___ Texte fourni

Côté expositions, un rez-de-chaussée et un étage de 400 m2. Pour sa réouverture la Fondation présente environ 400 oeuvres – 1 oeuvre par m2 donc -. Volontaire ? Oui, non, on doute ! Elles proviennent majoritairement de la collection personnelle de BEN mais aussi de prêts d’autres collectionneurs comme Gino di Maggio ou Catarina Gualco. On y remarque notamment les pièces Eat art de Daniel Spoerri (tableaux-piège), les pianos John Cage, les portières de Wolf Vostell, la chaise coupée de Goeffrey Hendricks ou encore le Bouddha devant miroir de Nam June Paik.

Chaise coupée – Geoffrey Hendricks
Fandango -Wolf Vostell
Bouddha – Nam June Paik
Tableau-piège Daniel Spoerri -Eat art

Le bouddha au miroir, une oeuvre déconcertante qui questionne l’égo et renvoie directement aux débats du Pavillon d’Exposition. Au programme des réflexions prévues dans cet ancien cloître figure en effet une table ronde, on le répète, autour de l’Ego indestructible. Le public peut parallèlement glisser dans des urnes transparentes des réponses aux questions de BEN. Ou encore envoyer des cartes postales de la Fondation du doute. Clin d’oeil au Mail art pré réseaux sociaux.

Fluxus Tour : Foucault et le cimetière de l’égo

Wolfgang Natlacen – départ de la Fondation du doute pour au Flux tour qui mène au cimetière de Blois et à l’enterrement (?) de l’ego

Pour prolonger la réflexion sur la survie de l’égo il y a aussi l’art-jeu ou flux tour de Wolfgang Natlacen, artiste inspiré par les marges foucaultiennes. « Les hétérotopies, ces lieux hors du temps qui ne sont pas des utopies » précise le fan des stades de foot. Un groupe part de la Fondation pour rejoindre à pied le cimetière en suivant l’artiste qui pousse une brouette pleine de pots de sauge. Puis chacun plante son pot dans la terre de la tombe. C’est la tombe de Ben ose-t-on ? Non non répond le performeur en se signant presque. C’est en fait un certificat pour une concession de l’égo.

______
___ Informations fournies

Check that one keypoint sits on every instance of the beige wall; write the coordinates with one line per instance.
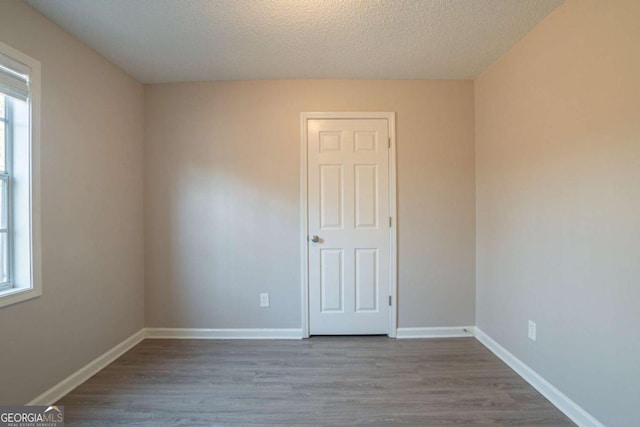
(222, 207)
(558, 203)
(92, 247)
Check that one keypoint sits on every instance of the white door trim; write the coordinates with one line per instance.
(304, 248)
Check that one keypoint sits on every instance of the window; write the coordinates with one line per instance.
(19, 177)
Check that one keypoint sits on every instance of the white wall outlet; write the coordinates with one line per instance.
(532, 330)
(264, 300)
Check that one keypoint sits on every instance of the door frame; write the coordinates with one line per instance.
(304, 211)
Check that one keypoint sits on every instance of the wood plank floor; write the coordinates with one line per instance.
(331, 381)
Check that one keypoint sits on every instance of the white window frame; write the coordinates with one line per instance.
(31, 287)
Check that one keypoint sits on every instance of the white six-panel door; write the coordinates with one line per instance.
(348, 226)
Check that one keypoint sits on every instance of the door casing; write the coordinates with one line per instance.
(304, 211)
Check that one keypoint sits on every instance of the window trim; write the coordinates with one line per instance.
(21, 293)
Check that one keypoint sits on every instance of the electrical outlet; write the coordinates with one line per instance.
(532, 330)
(264, 300)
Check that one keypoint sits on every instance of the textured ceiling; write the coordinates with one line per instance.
(193, 40)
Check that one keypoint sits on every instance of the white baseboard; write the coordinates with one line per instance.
(225, 334)
(445, 332)
(61, 389)
(555, 396)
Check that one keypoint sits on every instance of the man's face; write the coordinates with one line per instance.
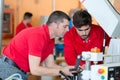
(62, 28)
(29, 20)
(84, 32)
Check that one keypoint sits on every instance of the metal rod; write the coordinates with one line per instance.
(1, 22)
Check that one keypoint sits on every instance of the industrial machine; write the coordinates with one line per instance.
(109, 19)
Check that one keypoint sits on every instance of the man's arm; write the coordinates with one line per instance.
(36, 69)
(49, 62)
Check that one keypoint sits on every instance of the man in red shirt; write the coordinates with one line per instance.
(32, 46)
(25, 23)
(82, 37)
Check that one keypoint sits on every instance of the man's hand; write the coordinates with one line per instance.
(66, 70)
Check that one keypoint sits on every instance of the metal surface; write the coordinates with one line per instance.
(1, 22)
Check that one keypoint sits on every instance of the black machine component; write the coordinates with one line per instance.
(114, 73)
(77, 69)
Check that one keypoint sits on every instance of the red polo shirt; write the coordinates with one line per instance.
(35, 41)
(22, 26)
(74, 44)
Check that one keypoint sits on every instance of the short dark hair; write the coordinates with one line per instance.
(81, 18)
(57, 16)
(27, 15)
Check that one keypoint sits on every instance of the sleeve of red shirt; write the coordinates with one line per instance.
(35, 45)
(107, 40)
(69, 52)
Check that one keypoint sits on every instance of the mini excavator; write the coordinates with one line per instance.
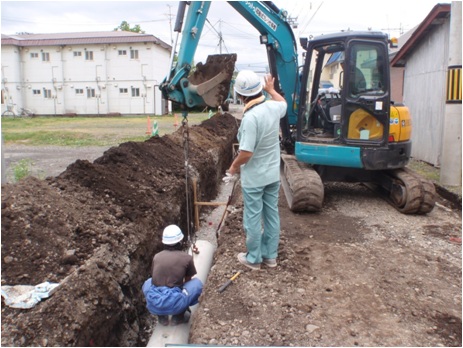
(348, 133)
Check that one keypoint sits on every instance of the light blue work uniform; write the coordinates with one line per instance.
(260, 179)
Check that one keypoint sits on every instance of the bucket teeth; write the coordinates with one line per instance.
(213, 78)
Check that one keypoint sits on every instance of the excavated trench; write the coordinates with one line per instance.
(94, 230)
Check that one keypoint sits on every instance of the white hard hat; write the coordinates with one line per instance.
(171, 235)
(247, 83)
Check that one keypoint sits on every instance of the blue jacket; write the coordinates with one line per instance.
(163, 300)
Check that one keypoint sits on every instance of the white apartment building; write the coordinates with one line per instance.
(89, 73)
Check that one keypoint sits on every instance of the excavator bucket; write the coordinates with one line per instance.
(212, 80)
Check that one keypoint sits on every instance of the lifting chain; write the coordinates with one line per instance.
(186, 148)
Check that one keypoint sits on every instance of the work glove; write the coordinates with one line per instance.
(229, 178)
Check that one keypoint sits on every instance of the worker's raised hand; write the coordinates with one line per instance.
(269, 83)
(230, 178)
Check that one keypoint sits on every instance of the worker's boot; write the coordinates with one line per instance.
(181, 318)
(163, 320)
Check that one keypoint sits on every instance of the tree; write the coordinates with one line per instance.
(124, 26)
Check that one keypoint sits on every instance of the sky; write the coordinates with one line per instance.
(158, 17)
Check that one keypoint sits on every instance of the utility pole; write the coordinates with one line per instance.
(170, 25)
(450, 171)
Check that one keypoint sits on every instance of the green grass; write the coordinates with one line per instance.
(89, 131)
(22, 169)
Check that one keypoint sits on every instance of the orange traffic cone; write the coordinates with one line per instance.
(148, 126)
(175, 121)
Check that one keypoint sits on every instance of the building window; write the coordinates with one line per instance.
(135, 92)
(88, 55)
(91, 93)
(133, 54)
(47, 93)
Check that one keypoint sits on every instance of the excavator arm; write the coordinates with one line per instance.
(209, 84)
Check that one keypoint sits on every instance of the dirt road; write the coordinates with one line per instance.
(358, 273)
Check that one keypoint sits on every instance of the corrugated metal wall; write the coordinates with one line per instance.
(425, 92)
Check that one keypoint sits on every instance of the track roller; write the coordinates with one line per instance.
(302, 185)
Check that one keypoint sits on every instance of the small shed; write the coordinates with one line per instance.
(425, 60)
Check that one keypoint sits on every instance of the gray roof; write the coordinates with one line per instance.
(100, 37)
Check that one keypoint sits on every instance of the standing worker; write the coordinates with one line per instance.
(171, 289)
(258, 164)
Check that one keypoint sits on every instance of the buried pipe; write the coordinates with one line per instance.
(164, 335)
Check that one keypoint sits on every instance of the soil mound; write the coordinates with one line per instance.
(94, 230)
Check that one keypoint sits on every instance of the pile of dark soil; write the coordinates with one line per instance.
(95, 228)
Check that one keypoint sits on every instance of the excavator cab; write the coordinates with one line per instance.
(352, 132)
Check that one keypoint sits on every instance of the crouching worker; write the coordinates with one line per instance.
(171, 289)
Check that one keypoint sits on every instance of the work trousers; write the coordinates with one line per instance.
(261, 222)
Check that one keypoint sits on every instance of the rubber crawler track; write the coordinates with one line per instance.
(420, 192)
(302, 185)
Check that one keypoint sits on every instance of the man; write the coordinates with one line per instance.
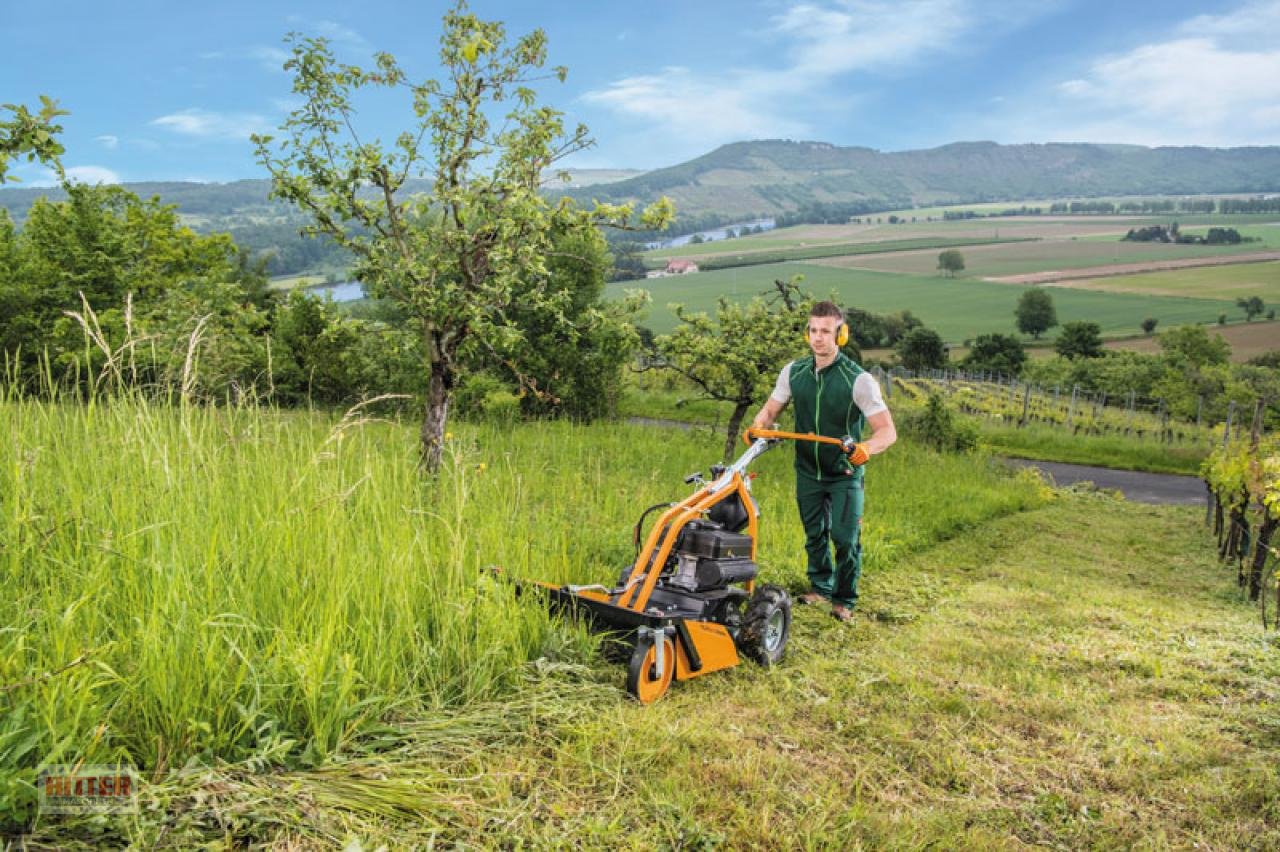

______

Votre tâche. Dans le texte sur la Fondation du doute, reformulez en liste plus courte le paragraphe qui commence par « Le bouddha au miroir » en conservant ses faits principaux.

Solution.
- Le Bouddha au miroir est une œuvre déconcertante qui questionne l'ego et renvoie aux débats du Pavillon d'Exposition.
- Ce pavillon est un ancien cloître où est prévue une table ronde autour de l'Ego indestructible.
- Le public peut déposer dans des urnes transparentes des réponses aux questions de BEN.
- Il peut aussi envoyer des cartes postales de la Fondation du doute, clin d'œil au Mail art d'avant les réseaux sociaux.